A faithful transcription of all lines below is the expected answer.

START Material to process

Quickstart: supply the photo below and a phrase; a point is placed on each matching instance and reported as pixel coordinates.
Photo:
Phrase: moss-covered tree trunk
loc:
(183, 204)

END Material to process

**Answer space**
Quickstart: supply the photo below and a phrase; a point is placed on each matching instance and reported as pixel coordinates.
Photo:
Phrase: moss-covered tree trunk
loc:
(183, 204)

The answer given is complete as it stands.